The major steps of the GLUE method are:

  • Decision about the evaluation function to be used in the evaluation of the different model simulations in combination with a rejection criterion (threshold) to identify non-behavioural model outputs. The evaluation function (called likelihood) can be both informal like common objective functions such as Sum of Squared Errors (SSE) measures or formal measures using an explicit representation of model and measurement error, although the latter is mostly hard to identify due to the unknown combinations of uncertainties and errors involved. However, when more specific information is available about the measurement and input errors, this could be included in the expression of the likelihood function. As, the likelihood function can be described as a formal likelihood function incorporating the error characteristics (e.g. non-normal, heteroscedastic or autocorrelated model errors). Ideally, the rejection criterion should be chosen before starting the simulations based on the possible observation errors, but in practice the definition of this criterion is mainly a learning process during the nalysis itself.

  • Selection of model parameters and input variables (or boundary conditions) to consider uncertain inputs and defining the prior distributions of these uncertain inputs. The Monte Carlo runs will be sampled randomly from these distributions and, as such, these must reject the prior knowledge of the parameters. When only little prior information is available, a non-informative uniform distribution is typically selected a priori. The range of the distribution is based on expert knowledge or reported values in literature.

  • Running a sufficient set of model simulations using a Monte Carlo-based technique, sampling from the prior distributions. Latin Hypercube Sampling (LHS) can be used in order to ensure a representative sampling of the parameter space at a lower number of samples than random sampling. The outcomes of the different runs are compared to the measured values and for each parameter set the corresponding likelihood function value (defined in step 1) is calculated.

Tasks:
a – According to the GLUE method steps, why are formal likelihood measures that explicitly represent model and measurement error usually hard to apply?
b – List the error characteristics that the GLUE method steps give as examples for a formal likelihood function to incorporate.

Listed records:
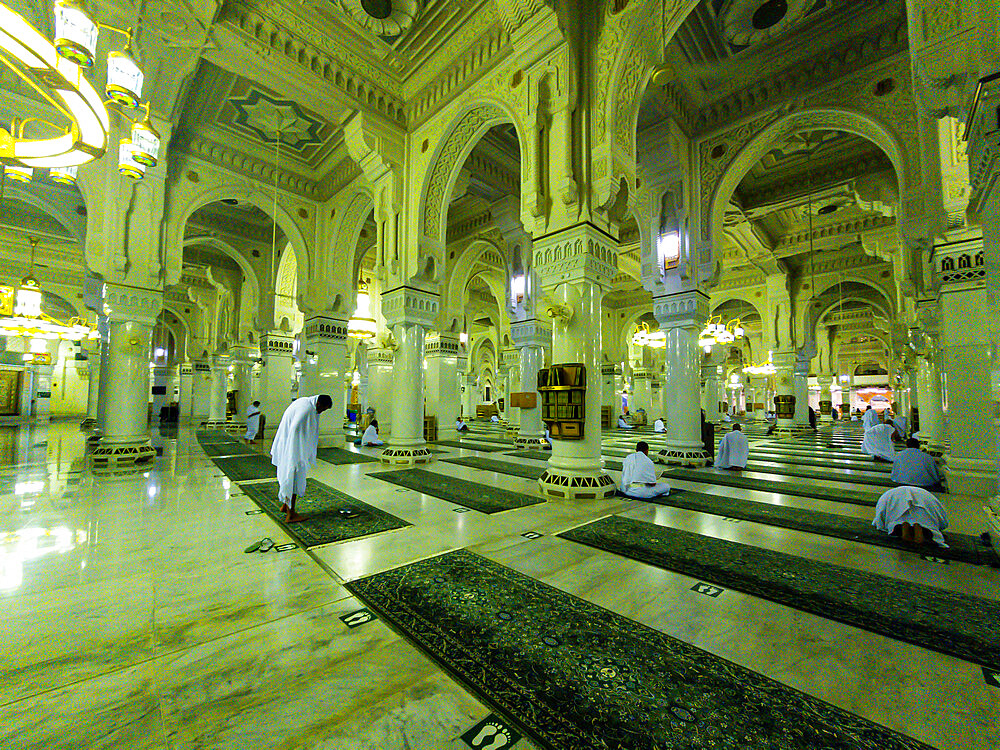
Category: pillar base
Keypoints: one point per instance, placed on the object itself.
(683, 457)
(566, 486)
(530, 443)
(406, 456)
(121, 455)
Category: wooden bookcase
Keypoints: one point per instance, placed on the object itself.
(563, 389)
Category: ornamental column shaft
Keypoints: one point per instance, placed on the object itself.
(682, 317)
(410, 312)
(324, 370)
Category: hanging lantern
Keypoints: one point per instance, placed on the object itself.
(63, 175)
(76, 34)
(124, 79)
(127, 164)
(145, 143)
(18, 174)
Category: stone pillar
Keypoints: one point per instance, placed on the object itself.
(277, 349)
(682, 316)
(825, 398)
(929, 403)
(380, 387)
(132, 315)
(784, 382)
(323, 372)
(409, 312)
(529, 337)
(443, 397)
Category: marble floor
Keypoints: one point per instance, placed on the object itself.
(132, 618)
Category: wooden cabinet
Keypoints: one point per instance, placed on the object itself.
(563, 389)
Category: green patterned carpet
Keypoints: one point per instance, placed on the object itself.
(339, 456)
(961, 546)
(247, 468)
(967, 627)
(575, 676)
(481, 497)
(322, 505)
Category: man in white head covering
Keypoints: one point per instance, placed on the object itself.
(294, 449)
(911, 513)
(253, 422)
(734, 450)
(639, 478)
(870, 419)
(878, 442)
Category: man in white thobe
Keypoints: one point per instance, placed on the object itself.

Expected answers:
a – They are mostly hard to identify because the combinations of uncertainties and errors involved are unknown.

b –
- Non-normal model errors
- Heteroscedastic model errors
- Autocorrelated model errors